▸ To be done
Pick out and copy every line of the data items below that contains the word "fallen".

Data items

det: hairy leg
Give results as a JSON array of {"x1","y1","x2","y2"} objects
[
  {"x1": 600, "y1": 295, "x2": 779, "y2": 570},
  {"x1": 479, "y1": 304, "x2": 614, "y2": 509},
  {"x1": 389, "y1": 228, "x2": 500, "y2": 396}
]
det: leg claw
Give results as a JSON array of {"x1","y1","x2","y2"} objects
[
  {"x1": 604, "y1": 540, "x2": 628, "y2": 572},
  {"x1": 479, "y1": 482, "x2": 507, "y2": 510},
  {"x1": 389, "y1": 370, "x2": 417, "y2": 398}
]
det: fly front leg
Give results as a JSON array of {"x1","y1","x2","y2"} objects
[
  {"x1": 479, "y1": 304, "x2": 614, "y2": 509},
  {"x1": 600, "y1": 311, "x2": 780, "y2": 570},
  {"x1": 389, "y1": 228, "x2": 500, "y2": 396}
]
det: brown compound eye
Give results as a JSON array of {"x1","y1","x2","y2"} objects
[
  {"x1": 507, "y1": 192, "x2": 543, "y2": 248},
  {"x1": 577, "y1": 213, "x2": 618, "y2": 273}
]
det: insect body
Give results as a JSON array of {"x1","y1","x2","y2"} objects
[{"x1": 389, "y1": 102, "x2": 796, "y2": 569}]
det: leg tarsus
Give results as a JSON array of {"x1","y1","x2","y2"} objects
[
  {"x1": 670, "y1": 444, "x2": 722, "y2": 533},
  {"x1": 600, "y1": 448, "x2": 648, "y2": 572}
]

--

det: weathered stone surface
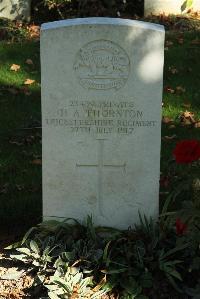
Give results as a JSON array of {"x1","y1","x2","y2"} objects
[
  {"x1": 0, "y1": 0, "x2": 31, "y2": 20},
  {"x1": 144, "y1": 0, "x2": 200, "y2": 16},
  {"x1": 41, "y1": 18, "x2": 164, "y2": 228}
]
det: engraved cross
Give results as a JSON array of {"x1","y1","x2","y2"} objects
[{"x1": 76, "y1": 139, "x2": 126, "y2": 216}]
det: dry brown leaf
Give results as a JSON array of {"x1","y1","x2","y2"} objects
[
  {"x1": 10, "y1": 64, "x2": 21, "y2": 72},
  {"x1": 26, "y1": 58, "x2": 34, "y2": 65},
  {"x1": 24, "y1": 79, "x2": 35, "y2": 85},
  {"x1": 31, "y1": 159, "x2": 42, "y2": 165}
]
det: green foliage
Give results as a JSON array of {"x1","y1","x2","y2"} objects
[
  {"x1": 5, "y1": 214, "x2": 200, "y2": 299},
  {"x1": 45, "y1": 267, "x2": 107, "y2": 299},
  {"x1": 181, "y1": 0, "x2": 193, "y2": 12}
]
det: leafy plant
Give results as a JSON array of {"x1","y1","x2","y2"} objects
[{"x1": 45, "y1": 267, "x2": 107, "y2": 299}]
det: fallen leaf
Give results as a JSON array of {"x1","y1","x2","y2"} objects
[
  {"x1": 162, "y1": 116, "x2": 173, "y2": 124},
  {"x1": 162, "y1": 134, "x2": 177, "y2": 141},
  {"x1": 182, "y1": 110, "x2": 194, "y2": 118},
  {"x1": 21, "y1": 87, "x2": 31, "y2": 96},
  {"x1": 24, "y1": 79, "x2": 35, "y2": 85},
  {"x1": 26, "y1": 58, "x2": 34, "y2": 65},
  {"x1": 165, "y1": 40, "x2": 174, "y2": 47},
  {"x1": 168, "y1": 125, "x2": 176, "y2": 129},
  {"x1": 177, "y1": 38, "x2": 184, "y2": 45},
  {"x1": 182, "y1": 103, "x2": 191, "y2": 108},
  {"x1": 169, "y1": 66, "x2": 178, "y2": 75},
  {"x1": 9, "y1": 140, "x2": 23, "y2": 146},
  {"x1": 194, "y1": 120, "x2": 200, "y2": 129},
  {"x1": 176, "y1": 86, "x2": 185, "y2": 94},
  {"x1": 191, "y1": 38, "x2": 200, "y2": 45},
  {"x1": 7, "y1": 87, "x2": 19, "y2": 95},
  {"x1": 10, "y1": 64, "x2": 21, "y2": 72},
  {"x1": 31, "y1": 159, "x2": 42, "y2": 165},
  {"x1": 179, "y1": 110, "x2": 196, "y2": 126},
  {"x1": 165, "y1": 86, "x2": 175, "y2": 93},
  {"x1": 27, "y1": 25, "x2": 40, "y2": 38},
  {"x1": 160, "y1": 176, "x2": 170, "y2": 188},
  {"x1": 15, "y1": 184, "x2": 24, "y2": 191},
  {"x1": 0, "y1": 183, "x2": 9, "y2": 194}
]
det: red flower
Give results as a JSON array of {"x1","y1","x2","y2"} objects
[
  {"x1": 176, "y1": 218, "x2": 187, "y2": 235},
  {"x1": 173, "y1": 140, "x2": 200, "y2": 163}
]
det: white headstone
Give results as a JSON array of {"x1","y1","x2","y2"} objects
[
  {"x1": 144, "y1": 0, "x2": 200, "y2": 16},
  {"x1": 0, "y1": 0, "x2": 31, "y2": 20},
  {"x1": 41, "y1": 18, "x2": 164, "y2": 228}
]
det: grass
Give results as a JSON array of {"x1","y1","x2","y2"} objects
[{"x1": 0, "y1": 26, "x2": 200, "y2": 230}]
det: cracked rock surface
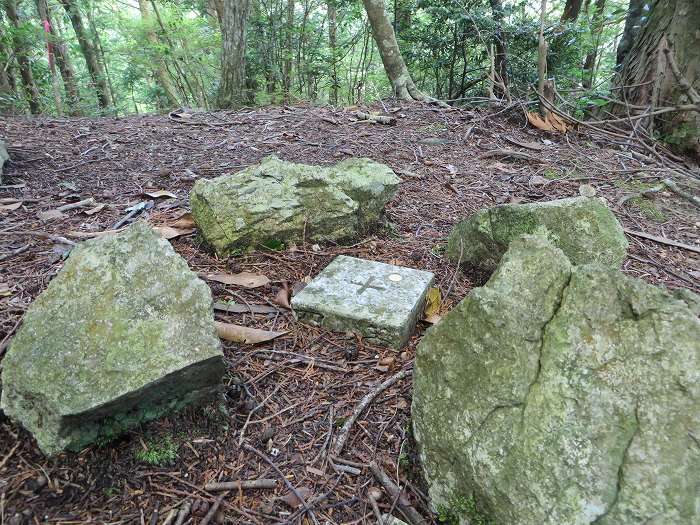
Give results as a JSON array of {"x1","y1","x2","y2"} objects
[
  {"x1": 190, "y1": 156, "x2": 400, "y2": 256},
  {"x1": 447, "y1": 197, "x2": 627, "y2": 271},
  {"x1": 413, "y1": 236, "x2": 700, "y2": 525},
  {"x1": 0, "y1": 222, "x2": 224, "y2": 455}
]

==

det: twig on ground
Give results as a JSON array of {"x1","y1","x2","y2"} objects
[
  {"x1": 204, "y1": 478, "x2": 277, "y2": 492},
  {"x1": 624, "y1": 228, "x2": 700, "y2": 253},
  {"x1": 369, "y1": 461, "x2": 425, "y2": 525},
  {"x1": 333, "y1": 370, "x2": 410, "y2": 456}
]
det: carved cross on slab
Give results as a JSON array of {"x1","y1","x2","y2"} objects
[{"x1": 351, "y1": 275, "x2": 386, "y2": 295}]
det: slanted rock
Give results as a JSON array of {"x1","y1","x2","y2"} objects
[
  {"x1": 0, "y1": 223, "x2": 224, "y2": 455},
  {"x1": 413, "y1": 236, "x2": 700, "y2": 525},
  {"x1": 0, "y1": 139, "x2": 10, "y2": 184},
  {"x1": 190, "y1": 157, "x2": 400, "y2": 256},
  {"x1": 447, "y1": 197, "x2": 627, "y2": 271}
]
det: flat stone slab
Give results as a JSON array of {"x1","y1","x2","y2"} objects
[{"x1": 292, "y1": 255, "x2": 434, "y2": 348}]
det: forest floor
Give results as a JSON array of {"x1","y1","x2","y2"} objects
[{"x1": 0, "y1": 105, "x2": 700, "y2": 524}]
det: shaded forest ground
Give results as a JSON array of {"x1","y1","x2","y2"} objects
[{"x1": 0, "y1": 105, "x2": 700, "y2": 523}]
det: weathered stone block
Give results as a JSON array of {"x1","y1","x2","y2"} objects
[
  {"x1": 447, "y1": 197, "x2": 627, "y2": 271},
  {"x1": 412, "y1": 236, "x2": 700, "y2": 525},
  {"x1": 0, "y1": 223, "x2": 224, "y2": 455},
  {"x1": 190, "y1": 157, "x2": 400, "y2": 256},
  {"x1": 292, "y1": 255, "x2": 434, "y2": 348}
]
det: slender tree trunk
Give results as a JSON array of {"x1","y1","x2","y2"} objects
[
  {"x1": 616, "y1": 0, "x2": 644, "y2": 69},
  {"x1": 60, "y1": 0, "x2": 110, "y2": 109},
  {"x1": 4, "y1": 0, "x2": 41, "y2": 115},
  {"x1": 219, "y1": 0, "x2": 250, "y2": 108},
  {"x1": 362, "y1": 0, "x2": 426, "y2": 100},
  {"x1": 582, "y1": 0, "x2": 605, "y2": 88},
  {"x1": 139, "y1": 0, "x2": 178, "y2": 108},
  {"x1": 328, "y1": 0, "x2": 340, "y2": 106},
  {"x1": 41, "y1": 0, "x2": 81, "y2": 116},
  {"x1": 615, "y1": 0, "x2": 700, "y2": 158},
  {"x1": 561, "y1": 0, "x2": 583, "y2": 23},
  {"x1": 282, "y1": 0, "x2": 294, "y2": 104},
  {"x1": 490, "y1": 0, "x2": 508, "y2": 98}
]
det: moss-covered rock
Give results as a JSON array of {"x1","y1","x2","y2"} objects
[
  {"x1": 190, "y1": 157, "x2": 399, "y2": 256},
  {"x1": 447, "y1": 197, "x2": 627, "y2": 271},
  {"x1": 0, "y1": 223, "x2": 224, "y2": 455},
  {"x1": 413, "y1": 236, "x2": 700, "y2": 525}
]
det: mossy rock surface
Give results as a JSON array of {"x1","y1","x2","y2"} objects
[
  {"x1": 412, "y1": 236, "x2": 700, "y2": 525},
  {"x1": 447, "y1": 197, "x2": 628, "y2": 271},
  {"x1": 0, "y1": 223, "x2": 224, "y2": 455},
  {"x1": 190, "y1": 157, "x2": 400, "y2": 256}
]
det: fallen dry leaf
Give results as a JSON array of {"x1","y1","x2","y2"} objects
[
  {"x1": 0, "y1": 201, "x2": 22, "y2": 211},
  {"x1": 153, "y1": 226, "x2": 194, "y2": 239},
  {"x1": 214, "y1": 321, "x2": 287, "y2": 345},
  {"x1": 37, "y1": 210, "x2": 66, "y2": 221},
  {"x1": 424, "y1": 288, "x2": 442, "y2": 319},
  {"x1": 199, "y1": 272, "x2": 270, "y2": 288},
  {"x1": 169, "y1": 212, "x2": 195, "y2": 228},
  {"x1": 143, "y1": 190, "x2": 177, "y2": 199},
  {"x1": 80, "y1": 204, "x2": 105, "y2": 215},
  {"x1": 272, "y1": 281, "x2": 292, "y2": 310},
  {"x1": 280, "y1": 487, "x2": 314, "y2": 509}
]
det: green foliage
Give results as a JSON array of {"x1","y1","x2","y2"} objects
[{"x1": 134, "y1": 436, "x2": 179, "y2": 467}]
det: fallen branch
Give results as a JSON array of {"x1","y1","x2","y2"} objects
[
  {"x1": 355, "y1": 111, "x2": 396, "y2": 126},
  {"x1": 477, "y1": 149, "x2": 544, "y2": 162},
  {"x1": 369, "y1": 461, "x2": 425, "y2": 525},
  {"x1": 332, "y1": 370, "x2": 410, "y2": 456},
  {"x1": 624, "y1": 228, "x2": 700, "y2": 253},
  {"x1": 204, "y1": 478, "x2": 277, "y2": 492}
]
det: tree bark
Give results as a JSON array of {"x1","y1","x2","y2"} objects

▸ Expected answer
det: fallen leaf
det: fallen dry leaf
det: fallen branch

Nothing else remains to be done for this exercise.